Aim of the task: Please give the entries again in full and exactly, without any picture.
[Start of Records for the task]
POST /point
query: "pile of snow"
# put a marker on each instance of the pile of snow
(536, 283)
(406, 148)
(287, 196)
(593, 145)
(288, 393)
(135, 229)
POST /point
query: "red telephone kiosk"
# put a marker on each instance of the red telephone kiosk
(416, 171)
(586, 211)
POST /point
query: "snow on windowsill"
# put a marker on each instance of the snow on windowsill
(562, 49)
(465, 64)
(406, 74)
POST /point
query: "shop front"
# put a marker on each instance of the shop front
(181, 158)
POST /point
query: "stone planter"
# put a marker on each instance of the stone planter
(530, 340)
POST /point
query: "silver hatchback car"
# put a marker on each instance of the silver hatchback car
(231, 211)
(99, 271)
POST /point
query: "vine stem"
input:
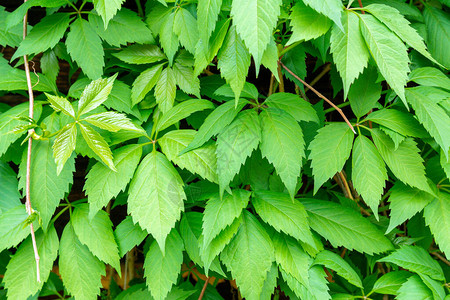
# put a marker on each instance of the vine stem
(321, 96)
(30, 140)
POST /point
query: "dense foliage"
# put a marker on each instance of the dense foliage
(214, 157)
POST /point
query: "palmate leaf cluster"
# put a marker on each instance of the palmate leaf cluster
(196, 163)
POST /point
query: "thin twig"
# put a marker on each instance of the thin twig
(203, 289)
(31, 131)
(321, 96)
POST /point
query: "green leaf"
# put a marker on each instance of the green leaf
(431, 115)
(283, 145)
(430, 76)
(161, 269)
(398, 121)
(125, 27)
(97, 144)
(405, 202)
(307, 24)
(389, 53)
(249, 256)
(112, 121)
(95, 94)
(85, 48)
(368, 172)
(234, 61)
(235, 143)
(343, 226)
(21, 273)
(200, 161)
(182, 111)
(221, 212)
(128, 235)
(107, 9)
(291, 257)
(415, 259)
(396, 22)
(293, 104)
(97, 234)
(414, 288)
(437, 218)
(330, 149)
(185, 26)
(214, 123)
(103, 184)
(390, 282)
(365, 92)
(283, 214)
(255, 20)
(333, 261)
(331, 8)
(140, 54)
(438, 23)
(64, 145)
(61, 104)
(144, 83)
(45, 35)
(156, 181)
(165, 89)
(80, 270)
(405, 161)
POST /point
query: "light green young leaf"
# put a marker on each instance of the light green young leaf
(235, 143)
(85, 48)
(389, 53)
(405, 202)
(128, 235)
(161, 269)
(307, 24)
(415, 259)
(140, 54)
(234, 61)
(249, 256)
(330, 149)
(283, 214)
(331, 8)
(283, 145)
(414, 288)
(343, 226)
(21, 275)
(349, 50)
(102, 184)
(334, 262)
(165, 89)
(182, 111)
(220, 213)
(159, 184)
(293, 104)
(430, 76)
(368, 172)
(214, 123)
(433, 117)
(95, 94)
(405, 161)
(97, 234)
(144, 83)
(107, 9)
(97, 144)
(45, 35)
(80, 270)
(437, 217)
(201, 161)
(254, 21)
(291, 257)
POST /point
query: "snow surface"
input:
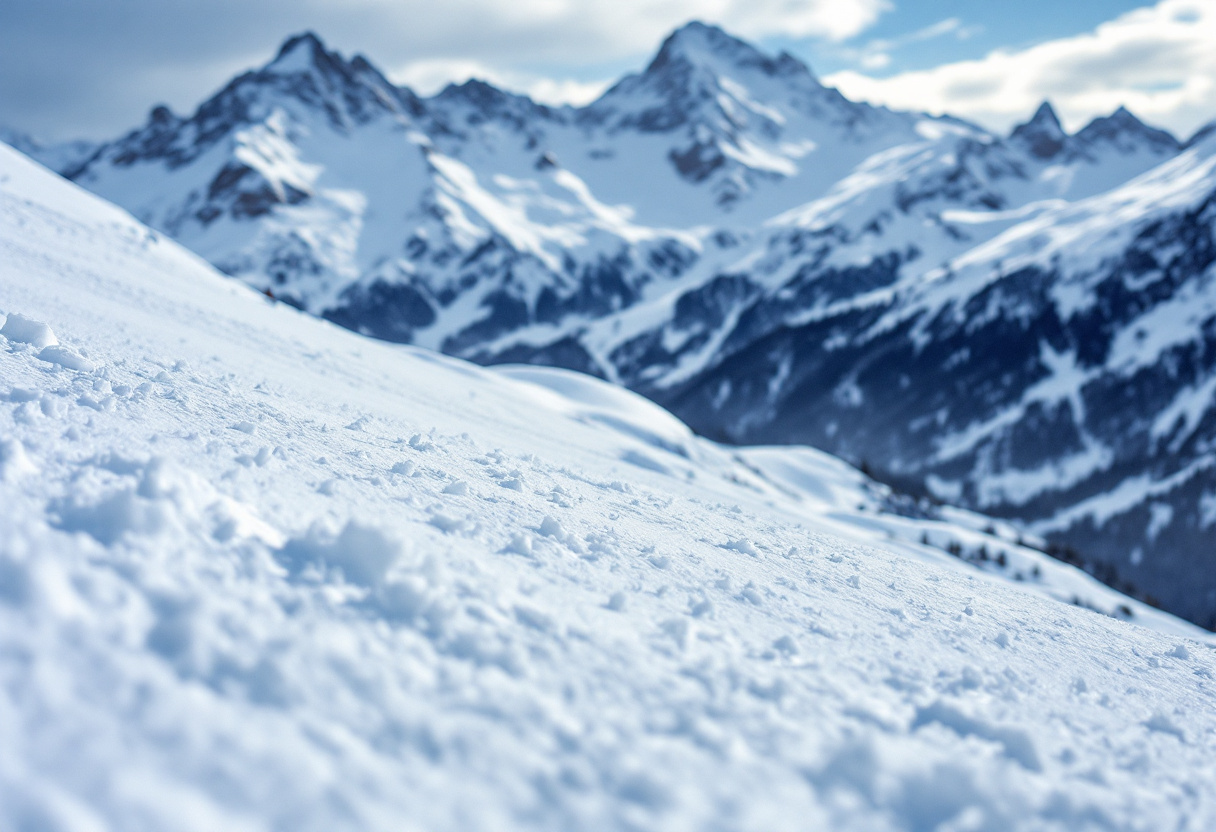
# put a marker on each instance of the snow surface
(260, 573)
[End of Records for the task]
The answer:
POST /point
query: "pile of snow"
# put a marker on each instance of the pile of snow
(536, 283)
(406, 148)
(287, 196)
(593, 145)
(288, 393)
(135, 229)
POST /point
query: "red telephone kiosk"
# put a marker on each instance of the red telephone kiosk
(416, 171)
(586, 211)
POST /point
query: "snow on windowsill"
# put a marker on each instance of the snow on windowsill
(562, 49)
(465, 64)
(406, 74)
POST /point
query: "shop front"
# put a marker on each instance of the shop front
(181, 158)
POST /point
query: "stone planter"
# put a marker on each instance of the stone planter
(530, 340)
POST /point
query: "silver hatchback car"
# put a marker on each instance of the silver hatchback car
(231, 211)
(99, 271)
POST /point
query: "vine stem"
input:
# put a marker on each instance of the vine stem
(321, 96)
(30, 140)
POST /point
query: "dense foliage"
# put a marker on each instance of the dense foliage
(214, 157)
POST /point
query: "palmate leaf cluster"
# put a marker on each instance of the palmate leaf cluster
(196, 163)
POST /point
query: "thin twig"
# put a marker on each instance of the thin twig
(203, 289)
(31, 131)
(321, 96)
POST /point
query: "green leaf"
# put a marker on each instance of the green leaf
(431, 115)
(283, 145)
(430, 76)
(161, 269)
(398, 121)
(125, 27)
(97, 144)
(405, 202)
(307, 24)
(389, 53)
(249, 256)
(112, 121)
(95, 94)
(85, 48)
(368, 172)
(234, 61)
(235, 143)
(343, 226)
(21, 273)
(200, 161)
(182, 111)
(221, 212)
(128, 235)
(107, 9)
(291, 257)
(415, 259)
(396, 22)
(293, 104)
(97, 234)
(414, 288)
(437, 218)
(330, 149)
(185, 26)
(214, 123)
(103, 184)
(390, 282)
(365, 92)
(283, 214)
(255, 20)
(333, 261)
(331, 8)
(140, 54)
(438, 23)
(64, 145)
(61, 104)
(144, 83)
(45, 35)
(156, 181)
(165, 89)
(80, 270)
(405, 161)
POST /point
query: "light green young leaf"
# put a marker on each instance of the light green young leaf
(235, 143)
(85, 48)
(389, 53)
(405, 202)
(128, 235)
(161, 269)
(307, 24)
(415, 259)
(140, 54)
(234, 61)
(249, 256)
(330, 149)
(283, 214)
(331, 8)
(283, 145)
(414, 288)
(343, 226)
(21, 275)
(349, 50)
(102, 184)
(334, 262)
(165, 89)
(182, 111)
(220, 213)
(159, 184)
(293, 104)
(430, 76)
(368, 172)
(214, 123)
(433, 117)
(95, 94)
(405, 161)
(97, 234)
(144, 83)
(107, 9)
(97, 144)
(45, 35)
(80, 270)
(437, 217)
(201, 161)
(254, 21)
(291, 257)
POST /point
query: "snow surface"
input:
# put a marker on each instance of the snow surface
(260, 573)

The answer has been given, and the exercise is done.